What lines in the entries below contain the word "give"? Copy all of them.

** Opening Records for processing block **

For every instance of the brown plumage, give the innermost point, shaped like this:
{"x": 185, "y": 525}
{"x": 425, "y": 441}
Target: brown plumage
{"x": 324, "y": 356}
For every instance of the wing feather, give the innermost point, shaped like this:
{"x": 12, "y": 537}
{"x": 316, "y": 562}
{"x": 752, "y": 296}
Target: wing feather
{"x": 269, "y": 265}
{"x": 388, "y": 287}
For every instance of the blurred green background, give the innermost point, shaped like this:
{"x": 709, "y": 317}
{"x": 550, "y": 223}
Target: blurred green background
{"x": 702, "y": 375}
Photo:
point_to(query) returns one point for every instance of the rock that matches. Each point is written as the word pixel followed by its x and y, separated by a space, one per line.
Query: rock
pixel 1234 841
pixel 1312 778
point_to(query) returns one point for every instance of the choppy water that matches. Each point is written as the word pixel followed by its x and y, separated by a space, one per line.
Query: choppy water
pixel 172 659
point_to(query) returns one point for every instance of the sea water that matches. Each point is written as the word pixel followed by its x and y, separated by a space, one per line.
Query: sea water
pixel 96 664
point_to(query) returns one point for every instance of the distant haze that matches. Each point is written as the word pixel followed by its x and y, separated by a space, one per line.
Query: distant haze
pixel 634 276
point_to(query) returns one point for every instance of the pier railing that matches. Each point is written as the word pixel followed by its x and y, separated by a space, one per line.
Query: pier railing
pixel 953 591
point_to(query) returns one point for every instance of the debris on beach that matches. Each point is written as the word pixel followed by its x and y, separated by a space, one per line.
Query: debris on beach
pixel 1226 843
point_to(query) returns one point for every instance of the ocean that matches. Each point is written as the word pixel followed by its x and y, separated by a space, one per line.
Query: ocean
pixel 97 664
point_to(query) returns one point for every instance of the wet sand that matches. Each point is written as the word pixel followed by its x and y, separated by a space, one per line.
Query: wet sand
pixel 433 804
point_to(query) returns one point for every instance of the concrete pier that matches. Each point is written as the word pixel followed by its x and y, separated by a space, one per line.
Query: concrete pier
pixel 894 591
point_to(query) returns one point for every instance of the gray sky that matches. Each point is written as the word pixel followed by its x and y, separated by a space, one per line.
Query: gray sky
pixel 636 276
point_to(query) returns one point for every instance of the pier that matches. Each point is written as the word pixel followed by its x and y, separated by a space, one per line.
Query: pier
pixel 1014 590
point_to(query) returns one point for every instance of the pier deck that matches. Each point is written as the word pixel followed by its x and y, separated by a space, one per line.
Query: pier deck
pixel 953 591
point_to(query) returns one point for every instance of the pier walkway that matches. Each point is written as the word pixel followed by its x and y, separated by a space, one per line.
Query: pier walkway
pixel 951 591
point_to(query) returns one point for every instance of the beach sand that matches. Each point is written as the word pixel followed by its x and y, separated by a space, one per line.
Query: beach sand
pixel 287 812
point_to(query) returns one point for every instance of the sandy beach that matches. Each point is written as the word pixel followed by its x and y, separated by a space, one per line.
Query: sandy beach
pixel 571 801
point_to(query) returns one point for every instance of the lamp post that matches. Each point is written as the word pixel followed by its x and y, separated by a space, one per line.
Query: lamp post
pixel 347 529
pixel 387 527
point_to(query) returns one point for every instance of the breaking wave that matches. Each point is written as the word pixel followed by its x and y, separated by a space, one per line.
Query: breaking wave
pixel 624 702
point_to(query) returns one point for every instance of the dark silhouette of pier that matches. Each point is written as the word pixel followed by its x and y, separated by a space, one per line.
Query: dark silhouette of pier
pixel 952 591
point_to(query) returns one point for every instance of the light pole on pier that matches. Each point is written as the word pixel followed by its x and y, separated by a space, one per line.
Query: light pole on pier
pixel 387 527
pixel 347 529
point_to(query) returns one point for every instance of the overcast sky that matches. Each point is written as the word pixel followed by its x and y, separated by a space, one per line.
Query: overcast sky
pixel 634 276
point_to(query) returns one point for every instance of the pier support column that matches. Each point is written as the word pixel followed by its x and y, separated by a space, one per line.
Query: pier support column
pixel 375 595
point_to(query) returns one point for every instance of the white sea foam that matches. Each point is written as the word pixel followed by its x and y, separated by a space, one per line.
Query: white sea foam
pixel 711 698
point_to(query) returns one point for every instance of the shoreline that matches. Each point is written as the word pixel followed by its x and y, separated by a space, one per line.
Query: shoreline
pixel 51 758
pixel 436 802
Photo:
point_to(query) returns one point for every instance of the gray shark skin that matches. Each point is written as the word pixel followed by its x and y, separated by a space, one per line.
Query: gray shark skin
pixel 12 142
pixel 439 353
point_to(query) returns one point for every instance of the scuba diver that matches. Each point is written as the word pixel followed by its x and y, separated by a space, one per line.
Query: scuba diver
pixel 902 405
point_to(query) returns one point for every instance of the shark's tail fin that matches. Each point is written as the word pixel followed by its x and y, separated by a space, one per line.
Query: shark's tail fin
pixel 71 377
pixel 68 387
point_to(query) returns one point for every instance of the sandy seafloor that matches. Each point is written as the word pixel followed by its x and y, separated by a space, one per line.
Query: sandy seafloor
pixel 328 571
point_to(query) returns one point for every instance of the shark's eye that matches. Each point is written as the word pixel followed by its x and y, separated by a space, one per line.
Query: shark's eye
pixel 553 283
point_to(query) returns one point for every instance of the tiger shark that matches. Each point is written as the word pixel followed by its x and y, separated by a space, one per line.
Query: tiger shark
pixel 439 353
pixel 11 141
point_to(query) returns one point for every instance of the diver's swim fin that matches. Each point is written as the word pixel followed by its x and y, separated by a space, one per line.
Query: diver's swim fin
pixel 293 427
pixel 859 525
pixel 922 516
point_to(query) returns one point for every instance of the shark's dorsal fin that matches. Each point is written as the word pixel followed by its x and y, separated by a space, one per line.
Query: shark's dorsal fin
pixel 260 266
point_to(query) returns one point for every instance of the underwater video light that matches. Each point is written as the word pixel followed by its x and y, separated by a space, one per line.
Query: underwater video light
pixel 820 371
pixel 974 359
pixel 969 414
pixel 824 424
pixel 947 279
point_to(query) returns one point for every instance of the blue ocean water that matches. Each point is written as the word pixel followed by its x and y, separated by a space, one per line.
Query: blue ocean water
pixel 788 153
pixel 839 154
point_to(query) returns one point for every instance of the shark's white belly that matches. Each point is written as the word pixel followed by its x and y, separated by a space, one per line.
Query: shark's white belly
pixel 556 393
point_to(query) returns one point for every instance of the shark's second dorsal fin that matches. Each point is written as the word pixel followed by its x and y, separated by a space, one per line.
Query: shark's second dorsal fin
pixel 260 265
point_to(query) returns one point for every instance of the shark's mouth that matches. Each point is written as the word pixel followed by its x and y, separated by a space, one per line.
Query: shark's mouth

** Closing Records for processing block **

**Written response**
For every instance of the brown plumage, give the innermost point, shaped like this:
For every instance of the wing feather, give the innermost point, shaped like this:
For every instance of the blurred green background, give the innermost point, shaped like this:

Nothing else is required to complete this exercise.